**** Information supplied ****

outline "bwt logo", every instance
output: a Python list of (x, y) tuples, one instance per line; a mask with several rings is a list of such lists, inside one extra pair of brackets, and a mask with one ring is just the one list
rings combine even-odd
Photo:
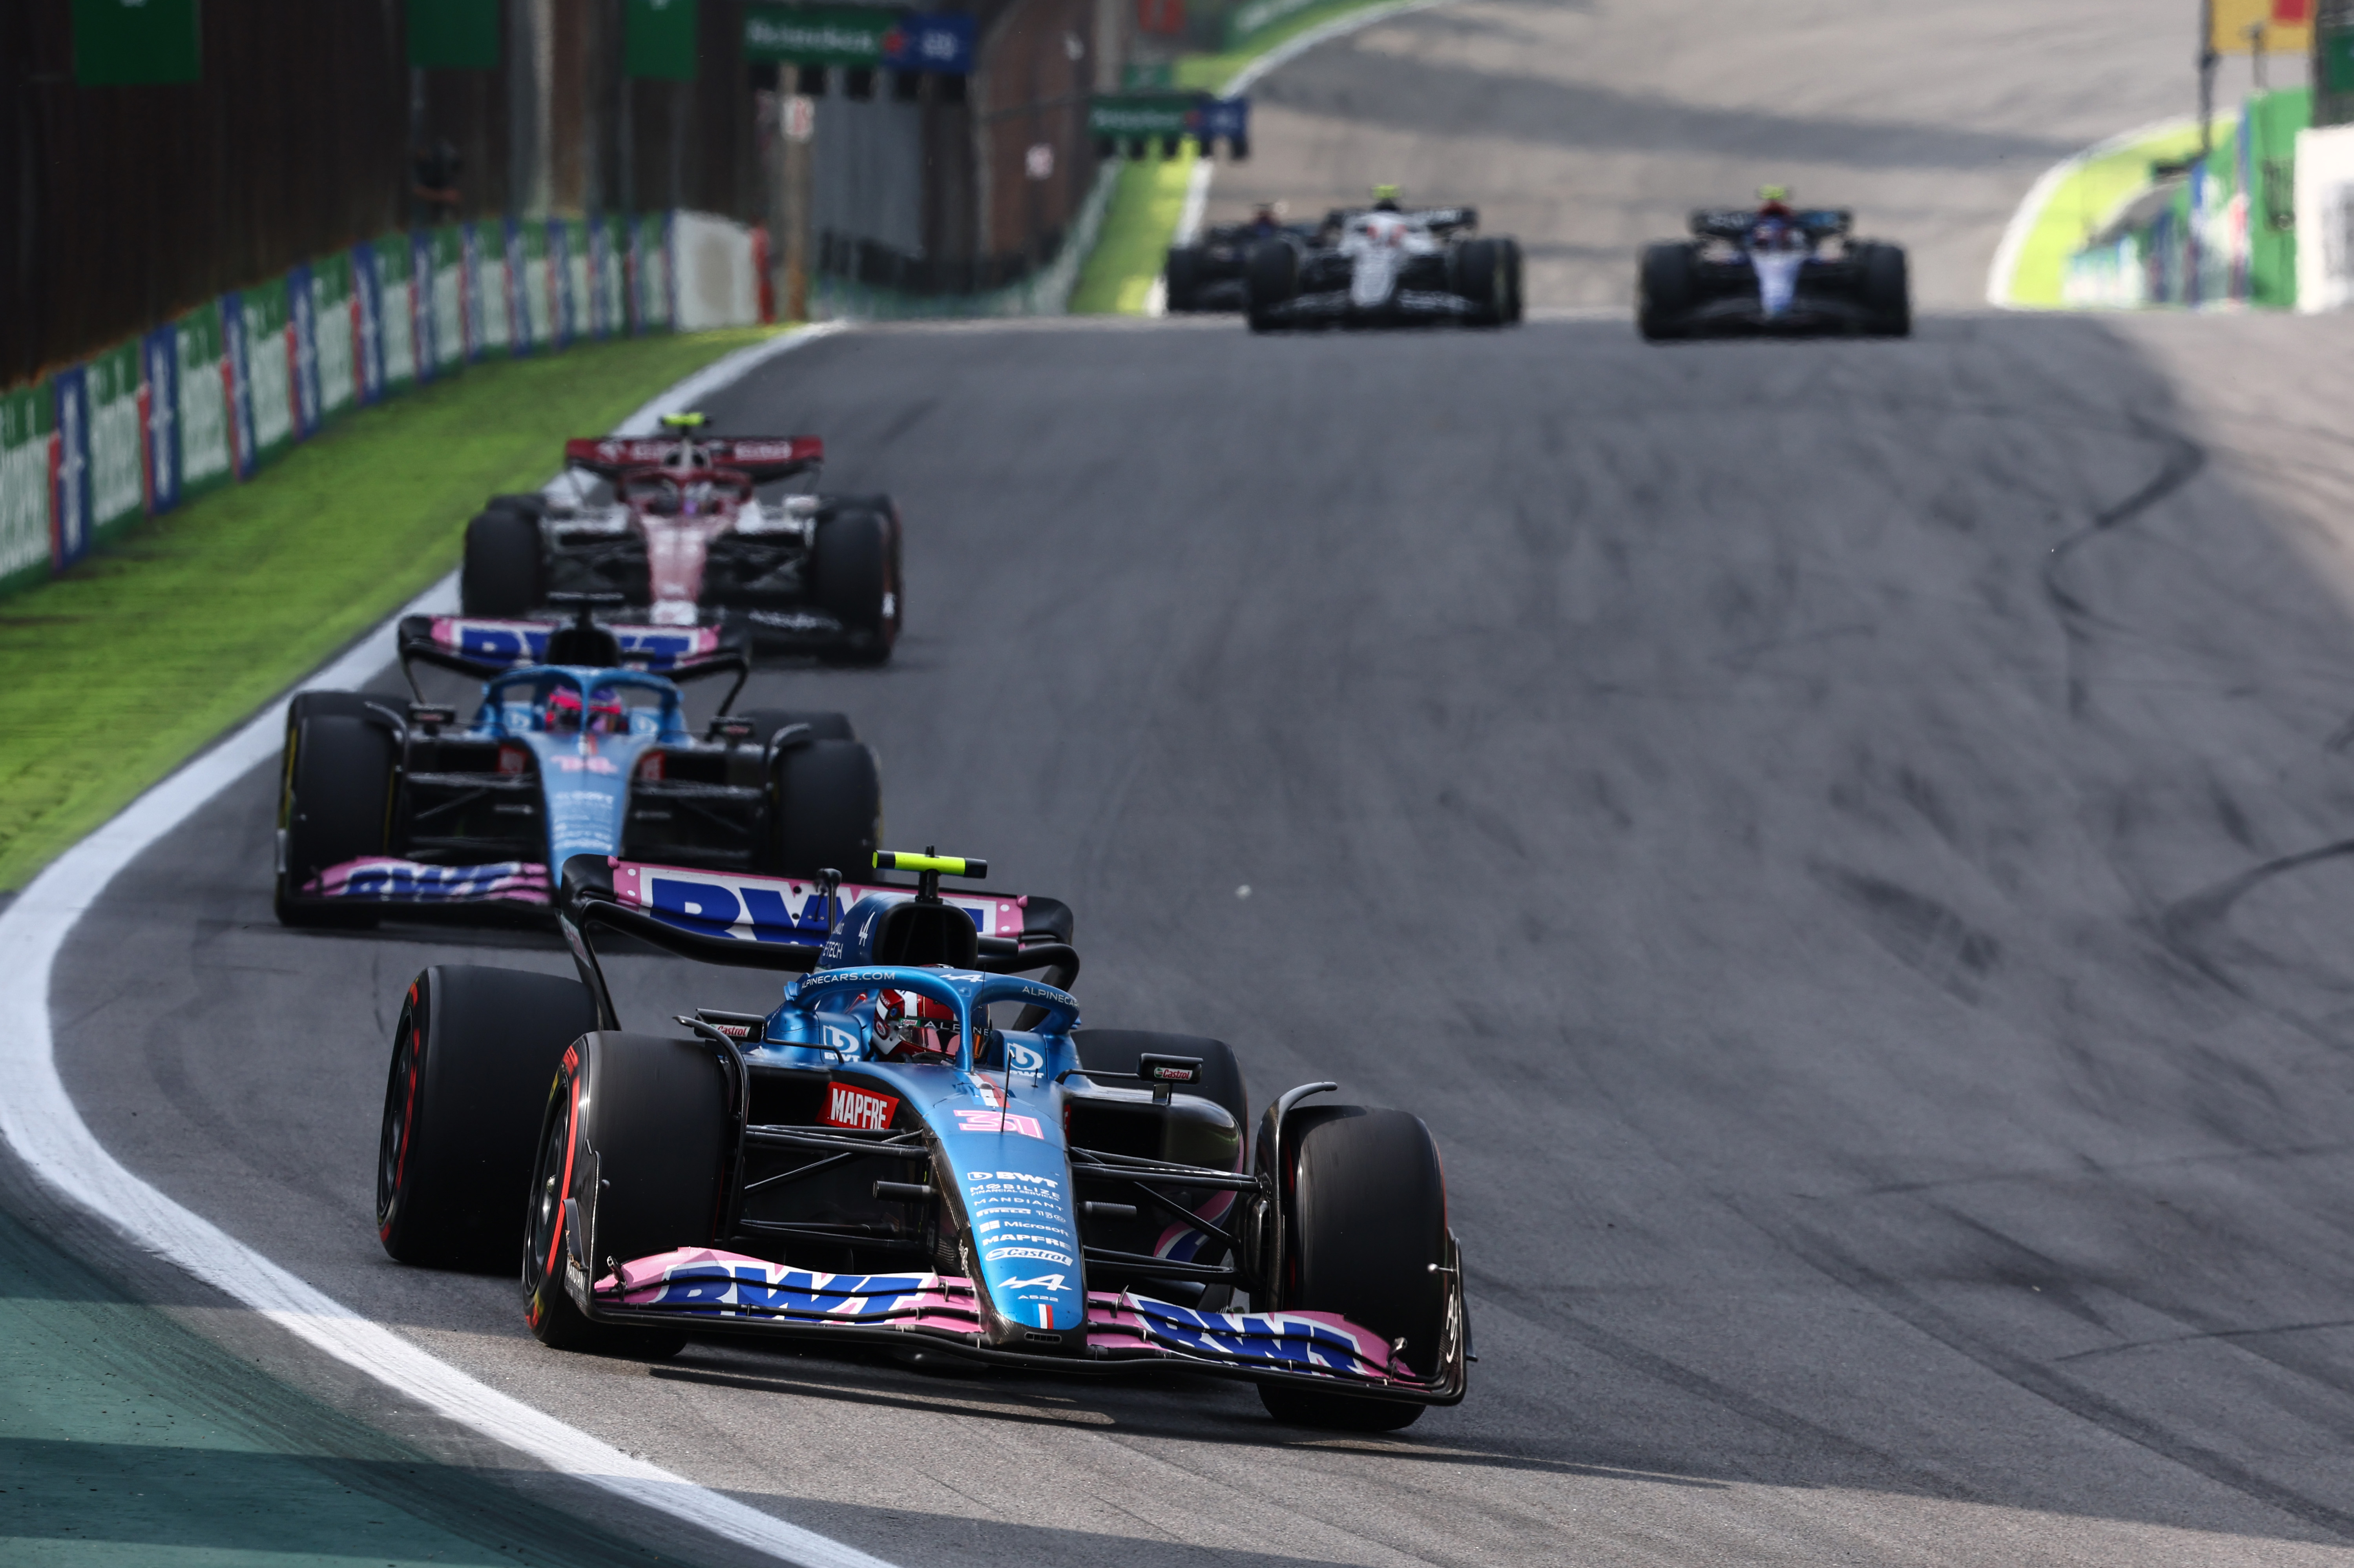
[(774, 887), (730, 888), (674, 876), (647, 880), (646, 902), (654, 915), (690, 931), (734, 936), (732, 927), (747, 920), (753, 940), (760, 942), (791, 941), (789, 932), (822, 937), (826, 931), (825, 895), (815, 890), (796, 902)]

****
**** Information supplied ****

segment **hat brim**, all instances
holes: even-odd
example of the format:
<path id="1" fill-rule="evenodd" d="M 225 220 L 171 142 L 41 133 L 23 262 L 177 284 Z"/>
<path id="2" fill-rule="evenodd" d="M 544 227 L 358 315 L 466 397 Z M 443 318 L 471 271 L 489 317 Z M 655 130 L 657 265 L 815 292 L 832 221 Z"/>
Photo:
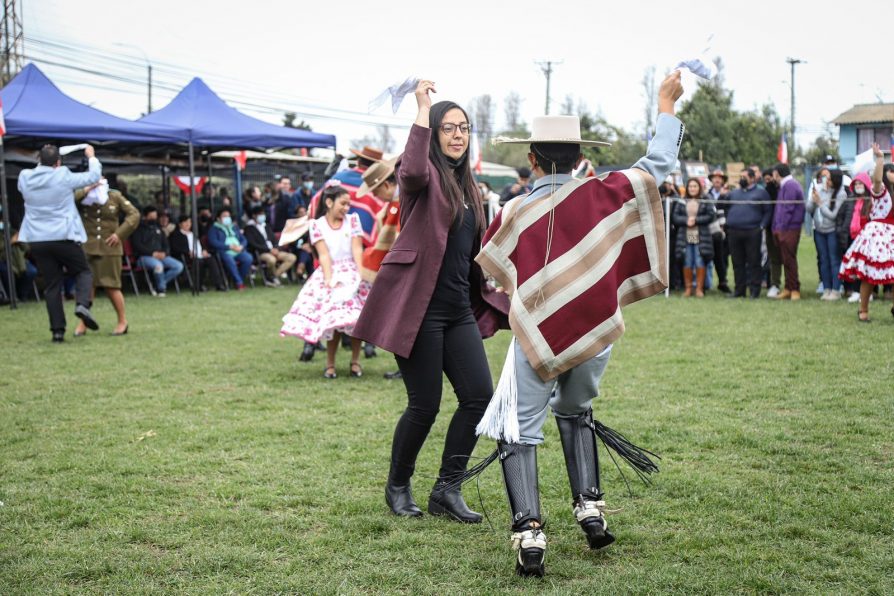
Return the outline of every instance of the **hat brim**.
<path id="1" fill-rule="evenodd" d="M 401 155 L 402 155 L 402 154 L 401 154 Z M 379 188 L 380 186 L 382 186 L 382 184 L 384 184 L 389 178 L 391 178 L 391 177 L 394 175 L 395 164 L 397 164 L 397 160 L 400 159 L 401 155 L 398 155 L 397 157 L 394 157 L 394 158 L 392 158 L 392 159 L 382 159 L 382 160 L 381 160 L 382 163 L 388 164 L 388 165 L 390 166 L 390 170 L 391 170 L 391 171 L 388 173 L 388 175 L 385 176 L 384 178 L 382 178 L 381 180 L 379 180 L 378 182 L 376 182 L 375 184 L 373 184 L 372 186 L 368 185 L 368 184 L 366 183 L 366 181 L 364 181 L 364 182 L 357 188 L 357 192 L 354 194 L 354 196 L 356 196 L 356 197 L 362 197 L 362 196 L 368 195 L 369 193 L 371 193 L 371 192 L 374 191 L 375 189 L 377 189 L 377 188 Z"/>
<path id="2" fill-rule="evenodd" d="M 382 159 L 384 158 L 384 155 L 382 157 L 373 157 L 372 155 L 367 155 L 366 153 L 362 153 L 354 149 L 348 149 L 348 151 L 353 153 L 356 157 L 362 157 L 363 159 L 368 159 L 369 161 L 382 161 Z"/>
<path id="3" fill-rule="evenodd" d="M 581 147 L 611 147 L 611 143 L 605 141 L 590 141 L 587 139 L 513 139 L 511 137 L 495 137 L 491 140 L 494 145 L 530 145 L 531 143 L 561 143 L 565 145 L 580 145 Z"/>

****
**** Information supplied ****

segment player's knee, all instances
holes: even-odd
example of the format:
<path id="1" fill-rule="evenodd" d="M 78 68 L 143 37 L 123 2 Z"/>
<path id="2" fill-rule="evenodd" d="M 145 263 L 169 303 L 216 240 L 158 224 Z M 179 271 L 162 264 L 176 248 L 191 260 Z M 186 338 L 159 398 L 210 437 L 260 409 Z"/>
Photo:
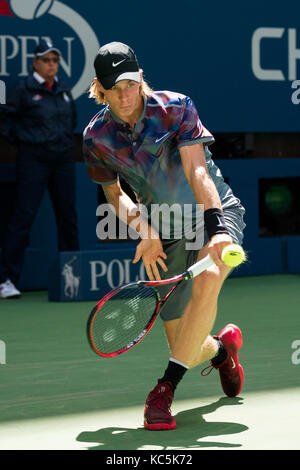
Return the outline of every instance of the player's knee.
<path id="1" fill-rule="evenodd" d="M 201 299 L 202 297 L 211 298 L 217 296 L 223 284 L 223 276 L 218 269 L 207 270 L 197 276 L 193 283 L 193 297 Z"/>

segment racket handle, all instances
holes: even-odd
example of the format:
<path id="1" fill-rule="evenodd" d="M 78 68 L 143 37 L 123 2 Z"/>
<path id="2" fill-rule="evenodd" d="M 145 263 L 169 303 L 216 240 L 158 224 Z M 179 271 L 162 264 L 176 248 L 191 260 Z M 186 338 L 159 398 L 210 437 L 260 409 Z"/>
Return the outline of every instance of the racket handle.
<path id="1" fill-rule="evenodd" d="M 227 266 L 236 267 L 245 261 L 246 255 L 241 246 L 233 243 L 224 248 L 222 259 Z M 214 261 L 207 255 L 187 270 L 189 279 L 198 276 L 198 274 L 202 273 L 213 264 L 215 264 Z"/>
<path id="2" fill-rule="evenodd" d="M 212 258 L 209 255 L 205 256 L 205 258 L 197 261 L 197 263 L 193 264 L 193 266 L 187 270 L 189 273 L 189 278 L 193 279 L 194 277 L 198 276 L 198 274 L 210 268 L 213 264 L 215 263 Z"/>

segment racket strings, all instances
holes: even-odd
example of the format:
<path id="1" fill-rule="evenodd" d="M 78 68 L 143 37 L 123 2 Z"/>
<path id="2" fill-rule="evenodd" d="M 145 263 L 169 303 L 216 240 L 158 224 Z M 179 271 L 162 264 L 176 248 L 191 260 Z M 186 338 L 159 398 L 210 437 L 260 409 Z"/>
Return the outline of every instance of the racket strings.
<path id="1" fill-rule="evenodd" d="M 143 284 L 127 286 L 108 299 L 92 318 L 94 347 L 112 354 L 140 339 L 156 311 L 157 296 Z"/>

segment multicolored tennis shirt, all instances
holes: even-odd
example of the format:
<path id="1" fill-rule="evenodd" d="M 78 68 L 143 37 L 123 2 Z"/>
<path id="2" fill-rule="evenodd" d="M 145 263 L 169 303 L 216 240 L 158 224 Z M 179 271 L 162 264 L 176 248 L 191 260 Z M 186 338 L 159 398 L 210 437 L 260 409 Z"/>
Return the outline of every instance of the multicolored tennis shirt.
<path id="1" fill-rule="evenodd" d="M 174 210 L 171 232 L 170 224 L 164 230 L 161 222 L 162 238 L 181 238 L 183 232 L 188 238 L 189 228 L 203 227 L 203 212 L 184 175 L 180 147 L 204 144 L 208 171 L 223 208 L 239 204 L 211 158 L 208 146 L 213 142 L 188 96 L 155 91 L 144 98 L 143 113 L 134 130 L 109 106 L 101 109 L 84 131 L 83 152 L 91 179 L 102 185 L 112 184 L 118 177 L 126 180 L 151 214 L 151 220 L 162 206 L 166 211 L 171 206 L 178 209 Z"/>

****

- Task to complete:
All lines from the listing above that include "segment" should be shown.

- Response:
segment **hat brim**, all instances
segment player's knee, all instances
segment racket handle, all instances
segment racket strings, all instances
segment multicolored tennis shirt, all instances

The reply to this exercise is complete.